(Saved entries)
- - - - -

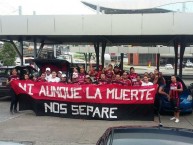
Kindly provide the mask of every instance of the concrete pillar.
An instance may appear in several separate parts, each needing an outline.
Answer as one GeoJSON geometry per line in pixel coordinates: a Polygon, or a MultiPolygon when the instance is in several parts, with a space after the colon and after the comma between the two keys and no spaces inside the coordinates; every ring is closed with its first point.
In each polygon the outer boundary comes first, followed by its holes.
{"type": "Polygon", "coordinates": [[[102,42],[101,64],[103,68],[105,64],[105,49],[106,49],[106,42],[102,42]]]}
{"type": "Polygon", "coordinates": [[[124,53],[121,53],[121,62],[120,62],[121,70],[123,70],[123,58],[124,58],[124,53]]]}
{"type": "Polygon", "coordinates": [[[182,63],[184,60],[184,51],[186,48],[186,44],[184,40],[181,40],[180,42],[180,67],[179,67],[179,77],[182,78],[182,63]]]}
{"type": "Polygon", "coordinates": [[[20,40],[21,66],[23,65],[23,40],[20,40]]]}
{"type": "Polygon", "coordinates": [[[157,58],[156,59],[156,63],[157,63],[156,66],[157,66],[157,70],[159,70],[159,67],[160,67],[160,53],[157,53],[156,56],[157,56],[156,57],[157,58]]]}
{"type": "Polygon", "coordinates": [[[175,60],[174,60],[174,62],[175,62],[175,64],[174,64],[174,74],[177,76],[178,74],[178,41],[177,40],[175,40],[174,41],[174,53],[175,53],[175,60]]]}
{"type": "Polygon", "coordinates": [[[34,59],[36,59],[36,57],[37,57],[37,42],[34,39],[34,59]]]}
{"type": "Polygon", "coordinates": [[[99,42],[94,43],[96,53],[96,70],[99,71],[99,42]]]}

- - - - -

Work instruction >>
Return all of the lines above without alteration, minus the pictures.

Response to the task >>
Kindly provide the mask of every instance of the concrete pillar.
An instance may appear in several separate parts, each needing an outline.
Answer as one GeoJSON geometry per line in pixel coordinates: a Polygon, or a MultiPolygon when the instance is in several parts, with a space after the colon and after the comma between the two keys and no spaces inside the coordinates; every ring is closed with its first point.
In each polygon the outer boundary comes first, followed by its holes.
{"type": "Polygon", "coordinates": [[[102,42],[101,64],[103,68],[105,64],[105,49],[106,49],[106,42],[102,42]]]}
{"type": "Polygon", "coordinates": [[[124,53],[121,53],[121,62],[120,62],[121,70],[123,70],[123,58],[124,58],[124,53]]]}
{"type": "Polygon", "coordinates": [[[182,63],[184,60],[184,51],[186,48],[186,44],[184,40],[181,40],[180,42],[180,67],[179,67],[179,77],[182,78],[182,63]]]}
{"type": "Polygon", "coordinates": [[[20,40],[21,66],[23,65],[23,40],[20,40]]]}
{"type": "Polygon", "coordinates": [[[157,58],[156,59],[156,63],[157,63],[156,66],[157,66],[157,70],[159,70],[159,67],[160,67],[160,53],[157,53],[156,56],[157,56],[156,57],[157,58]]]}
{"type": "Polygon", "coordinates": [[[175,60],[174,60],[174,62],[175,62],[175,64],[174,64],[174,74],[177,76],[178,74],[178,41],[177,40],[175,40],[174,41],[174,53],[175,53],[175,60]]]}
{"type": "Polygon", "coordinates": [[[34,59],[36,59],[36,57],[37,57],[37,42],[34,39],[34,59]]]}
{"type": "Polygon", "coordinates": [[[99,42],[94,43],[96,53],[96,70],[99,71],[99,42]]]}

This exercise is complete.